EXTRACT
____

Abusus non tollit usum: an abuse of something doesn’t rule out the proper use. We know that’s a long-recognized rule of logic because it has a pedantic Latin phrase. That means the rule is older than your language and mine, which makes it amazing that artists, who should be learned and nuanced enough for this distinction, muff it everyday.
In the movie “Les Miserable”, there’s no effort to distinguish between the just penalty of the law and the abuse of the law. We sympathize with Jean Valjean precisely because in his case the Law has not been just. The original sentence – 5 years for stealing bread, then many more years for “running” – we all instinctively agree is inhumane.
What if he had recieved a reasonable sentence for stealing bread and served it out? Would we have a bone to pick with “the law” then? No? So the problem is not “law”, or “justice”, in themselves, but law as an instrument of injustice. Misused law. That’s an important distinction.
So the dichotomy that runs through the rest of the plot is a false choice. We are supposedly presented a repeated choice between the law and grace, but the choice is actually between a specific abuse of the law and a specific grace. This grace is just the kindness to undo this man’s injustice, which is wonderful for those who are oppressed. But not yet a picture of law and grace as told in the Bible.

____

DATA FOR THIS EXERCISE
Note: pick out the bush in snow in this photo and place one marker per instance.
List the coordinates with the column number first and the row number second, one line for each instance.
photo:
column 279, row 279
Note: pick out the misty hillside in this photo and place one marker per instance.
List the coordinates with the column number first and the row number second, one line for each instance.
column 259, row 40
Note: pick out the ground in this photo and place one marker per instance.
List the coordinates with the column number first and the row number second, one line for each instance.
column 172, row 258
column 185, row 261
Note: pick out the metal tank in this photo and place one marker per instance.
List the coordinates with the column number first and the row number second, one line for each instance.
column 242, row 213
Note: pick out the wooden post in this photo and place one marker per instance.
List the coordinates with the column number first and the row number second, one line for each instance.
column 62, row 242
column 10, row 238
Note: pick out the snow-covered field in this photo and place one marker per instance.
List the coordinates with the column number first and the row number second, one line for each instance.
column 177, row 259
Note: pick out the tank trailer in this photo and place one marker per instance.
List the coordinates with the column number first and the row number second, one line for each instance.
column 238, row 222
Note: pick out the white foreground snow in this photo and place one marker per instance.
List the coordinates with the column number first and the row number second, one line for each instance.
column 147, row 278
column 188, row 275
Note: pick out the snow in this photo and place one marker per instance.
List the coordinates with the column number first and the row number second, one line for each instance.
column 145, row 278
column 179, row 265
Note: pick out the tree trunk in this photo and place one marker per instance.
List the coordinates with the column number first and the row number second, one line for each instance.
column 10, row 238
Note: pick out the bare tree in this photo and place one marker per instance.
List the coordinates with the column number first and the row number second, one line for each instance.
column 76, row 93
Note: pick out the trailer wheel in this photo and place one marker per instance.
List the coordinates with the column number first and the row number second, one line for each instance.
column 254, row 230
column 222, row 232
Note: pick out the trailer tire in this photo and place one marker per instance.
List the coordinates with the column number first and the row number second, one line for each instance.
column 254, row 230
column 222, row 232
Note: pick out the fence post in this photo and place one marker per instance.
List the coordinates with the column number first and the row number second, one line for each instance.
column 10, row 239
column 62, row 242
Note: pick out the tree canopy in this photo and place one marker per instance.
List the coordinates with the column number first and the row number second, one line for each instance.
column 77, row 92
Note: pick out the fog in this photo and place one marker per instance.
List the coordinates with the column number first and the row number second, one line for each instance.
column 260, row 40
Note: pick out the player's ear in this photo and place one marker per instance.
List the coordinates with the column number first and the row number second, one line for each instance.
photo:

____

SHORT TASK 1
Format everything in the listing from the line containing "Note: pick out the fog" down to the line containing "column 260, row 40", both included, as a Markdown table with the columns Row and Listing line, skipping any blank lines.
SHORT TASK 2
Pick up the piece about law and grace where it stops and keep it going.
The piece about law and grace and the listing have nothing to do with each other.

EXERCISE RESPONSE 1
| Row | Listing line |
|---|---|
| 1 | Note: pick out the fog in this photo and place one marker per instance. |
| 2 | List the coordinates with the column number first and the row number second, one line for each instance. |
| 3 | column 260, row 40 |

EXERCISE RESPONSE 2
The distinction is important because the grace of God in Jesus is given to people who DESERVE their sentence of death. We don’t grasp the grandeur of Jesus as grace unless we first grasp the The Law of God is not unjust.
Further: is law, unjustly applied, really law at all? Just because humans make bad laws or give other humans too much power in the name of law- is this a comment at all on the essence of law itself, or on the Law of God, or on justice and its relation to grace? Or are we simply abusing language?
Abusing language.
So the portrait of Jalvert as a man of justice is just a man deceived. I suspect he is intended to represent Old Testament man. I thought I heard echos from Psalms in his lyrics in the scene where he walks by himself gazing up at the stars. But this is not Old Testament man, as represented for example in David (the Psalmist himself). It is the caricature of Old Testament man only possible in this age when few understand those texts.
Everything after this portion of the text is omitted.